━━━━━ TASK INPUTS ━━━━━

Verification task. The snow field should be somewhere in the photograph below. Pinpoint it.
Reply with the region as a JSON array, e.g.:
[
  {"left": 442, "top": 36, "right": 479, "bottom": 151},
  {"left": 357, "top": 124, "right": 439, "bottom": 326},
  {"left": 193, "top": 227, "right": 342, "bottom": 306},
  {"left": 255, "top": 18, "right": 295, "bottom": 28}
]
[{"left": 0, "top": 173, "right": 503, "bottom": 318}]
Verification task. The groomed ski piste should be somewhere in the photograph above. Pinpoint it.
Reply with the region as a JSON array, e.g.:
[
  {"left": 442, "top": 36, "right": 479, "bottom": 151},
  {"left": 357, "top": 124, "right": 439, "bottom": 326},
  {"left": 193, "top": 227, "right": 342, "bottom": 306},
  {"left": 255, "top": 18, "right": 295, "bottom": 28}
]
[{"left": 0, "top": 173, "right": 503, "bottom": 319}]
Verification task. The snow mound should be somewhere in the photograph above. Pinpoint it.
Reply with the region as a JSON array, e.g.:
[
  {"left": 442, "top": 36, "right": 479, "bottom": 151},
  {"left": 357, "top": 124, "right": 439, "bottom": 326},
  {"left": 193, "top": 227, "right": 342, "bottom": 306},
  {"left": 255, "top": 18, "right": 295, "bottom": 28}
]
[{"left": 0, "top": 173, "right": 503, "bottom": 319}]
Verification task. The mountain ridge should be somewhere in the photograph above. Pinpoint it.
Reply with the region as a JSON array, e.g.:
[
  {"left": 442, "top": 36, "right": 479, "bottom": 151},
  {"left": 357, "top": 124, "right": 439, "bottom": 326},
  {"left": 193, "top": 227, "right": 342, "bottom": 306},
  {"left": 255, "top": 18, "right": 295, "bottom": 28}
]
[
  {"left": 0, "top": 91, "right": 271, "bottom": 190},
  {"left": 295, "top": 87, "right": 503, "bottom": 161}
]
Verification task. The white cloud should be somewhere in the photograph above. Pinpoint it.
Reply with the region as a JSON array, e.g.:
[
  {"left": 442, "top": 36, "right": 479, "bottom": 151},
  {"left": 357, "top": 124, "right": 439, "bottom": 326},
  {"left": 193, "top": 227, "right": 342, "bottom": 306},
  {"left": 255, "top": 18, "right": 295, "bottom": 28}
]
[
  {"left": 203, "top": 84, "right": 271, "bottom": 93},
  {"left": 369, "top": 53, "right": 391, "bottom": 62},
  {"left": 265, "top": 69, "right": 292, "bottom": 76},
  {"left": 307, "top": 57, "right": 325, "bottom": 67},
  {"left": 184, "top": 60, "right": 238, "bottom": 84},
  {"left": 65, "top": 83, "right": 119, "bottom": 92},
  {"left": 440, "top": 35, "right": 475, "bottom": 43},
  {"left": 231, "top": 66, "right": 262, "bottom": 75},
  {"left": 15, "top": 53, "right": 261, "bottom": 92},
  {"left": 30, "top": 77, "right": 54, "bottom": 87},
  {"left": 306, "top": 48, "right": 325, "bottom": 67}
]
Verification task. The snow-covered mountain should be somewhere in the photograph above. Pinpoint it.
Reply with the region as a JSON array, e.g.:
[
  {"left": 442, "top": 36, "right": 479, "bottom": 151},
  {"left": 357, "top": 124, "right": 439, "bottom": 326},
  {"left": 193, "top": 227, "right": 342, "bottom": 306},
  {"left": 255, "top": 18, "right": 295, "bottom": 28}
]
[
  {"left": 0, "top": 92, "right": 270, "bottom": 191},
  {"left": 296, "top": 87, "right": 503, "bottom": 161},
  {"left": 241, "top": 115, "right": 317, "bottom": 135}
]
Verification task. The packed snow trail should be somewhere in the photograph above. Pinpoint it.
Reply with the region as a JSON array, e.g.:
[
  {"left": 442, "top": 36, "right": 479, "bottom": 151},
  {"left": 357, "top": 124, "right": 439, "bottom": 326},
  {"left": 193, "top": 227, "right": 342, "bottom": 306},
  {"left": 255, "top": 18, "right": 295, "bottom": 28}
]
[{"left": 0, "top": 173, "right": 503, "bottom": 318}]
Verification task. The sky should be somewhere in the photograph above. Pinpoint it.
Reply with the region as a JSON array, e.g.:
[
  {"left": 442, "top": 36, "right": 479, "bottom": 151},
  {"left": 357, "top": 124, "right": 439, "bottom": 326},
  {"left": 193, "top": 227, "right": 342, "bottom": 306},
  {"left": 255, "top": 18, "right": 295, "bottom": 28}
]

━━━━━

Rewrite the material above, replacing every instance of "Pinpoint it" with "Locate it" and leaving everything else unchanged.

▸ REPLY
Verification task. The snow field should be somewhere in the photograph below. Locate it.
Reply with the region as a JSON array, e.g.:
[
  {"left": 442, "top": 36, "right": 479, "bottom": 151},
  {"left": 357, "top": 124, "right": 439, "bottom": 326},
  {"left": 193, "top": 227, "right": 342, "bottom": 306},
  {"left": 255, "top": 18, "right": 295, "bottom": 28}
]
[{"left": 0, "top": 173, "right": 503, "bottom": 318}]
Verification task. The groomed ski piste should be somewhere in the photograph above. Locate it.
Reply with the region as a JSON array, e.g.:
[
  {"left": 442, "top": 36, "right": 479, "bottom": 151},
  {"left": 357, "top": 124, "right": 439, "bottom": 326},
  {"left": 193, "top": 227, "right": 342, "bottom": 306},
  {"left": 255, "top": 18, "right": 295, "bottom": 28}
]
[{"left": 0, "top": 173, "right": 503, "bottom": 319}]
Verification task. The snow mound should be somewhere in the photograph above. Locate it.
Reply with the region as a JSON array, e.g.:
[
  {"left": 442, "top": 36, "right": 479, "bottom": 151},
  {"left": 357, "top": 124, "right": 439, "bottom": 326},
  {"left": 193, "top": 227, "right": 342, "bottom": 306},
  {"left": 255, "top": 18, "right": 295, "bottom": 28}
]
[{"left": 0, "top": 173, "right": 503, "bottom": 319}]
Verification task. The mountain ridge should be somewhere in the photograph above. Locate it.
Reply with the region as a JSON array, e.g.:
[
  {"left": 442, "top": 36, "right": 479, "bottom": 151},
  {"left": 357, "top": 124, "right": 439, "bottom": 326},
  {"left": 193, "top": 227, "right": 342, "bottom": 306},
  {"left": 255, "top": 18, "right": 295, "bottom": 28}
]
[
  {"left": 0, "top": 91, "right": 271, "bottom": 190},
  {"left": 295, "top": 87, "right": 503, "bottom": 161}
]
Verification task. The white cloud should be somewhere in the photograph above. Locate it.
Reply with the region as a JSON array, e.g.:
[
  {"left": 442, "top": 36, "right": 479, "bottom": 151},
  {"left": 357, "top": 124, "right": 439, "bottom": 326},
  {"left": 193, "top": 227, "right": 342, "bottom": 306},
  {"left": 255, "top": 18, "right": 295, "bottom": 28}
]
[
  {"left": 203, "top": 84, "right": 271, "bottom": 93},
  {"left": 369, "top": 53, "right": 391, "bottom": 62},
  {"left": 265, "top": 69, "right": 292, "bottom": 76},
  {"left": 307, "top": 57, "right": 325, "bottom": 67},
  {"left": 184, "top": 60, "right": 238, "bottom": 84},
  {"left": 65, "top": 83, "right": 119, "bottom": 92},
  {"left": 440, "top": 35, "right": 475, "bottom": 43},
  {"left": 231, "top": 66, "right": 262, "bottom": 75},
  {"left": 15, "top": 53, "right": 261, "bottom": 92},
  {"left": 30, "top": 77, "right": 54, "bottom": 87},
  {"left": 306, "top": 48, "right": 325, "bottom": 67}
]
Verification task. The snow-covered mountain should be somewhere in the photograph above. Locate it.
Reply with the region as a JSON array, e.g.:
[
  {"left": 442, "top": 36, "right": 479, "bottom": 151},
  {"left": 357, "top": 124, "right": 439, "bottom": 326},
  {"left": 193, "top": 227, "right": 342, "bottom": 306},
  {"left": 255, "top": 18, "right": 295, "bottom": 28}
]
[
  {"left": 0, "top": 92, "right": 270, "bottom": 191},
  {"left": 296, "top": 87, "right": 503, "bottom": 161},
  {"left": 241, "top": 115, "right": 317, "bottom": 135}
]
Verification task. The packed snow trail should be somewhere in the photograph above. Locate it.
Reply with the region as a JSON array, e.g.:
[
  {"left": 442, "top": 36, "right": 479, "bottom": 151},
  {"left": 357, "top": 124, "right": 439, "bottom": 326},
  {"left": 193, "top": 227, "right": 342, "bottom": 306},
  {"left": 255, "top": 18, "right": 295, "bottom": 28}
]
[{"left": 0, "top": 173, "right": 503, "bottom": 318}]
Verification task. The sky should be somewhere in the photograph above. Locate it.
Reply with the region as a JSON array, e.g.:
[
  {"left": 442, "top": 36, "right": 479, "bottom": 151},
  {"left": 357, "top": 124, "right": 439, "bottom": 326},
  {"left": 193, "top": 227, "right": 342, "bottom": 306},
  {"left": 255, "top": 18, "right": 295, "bottom": 28}
]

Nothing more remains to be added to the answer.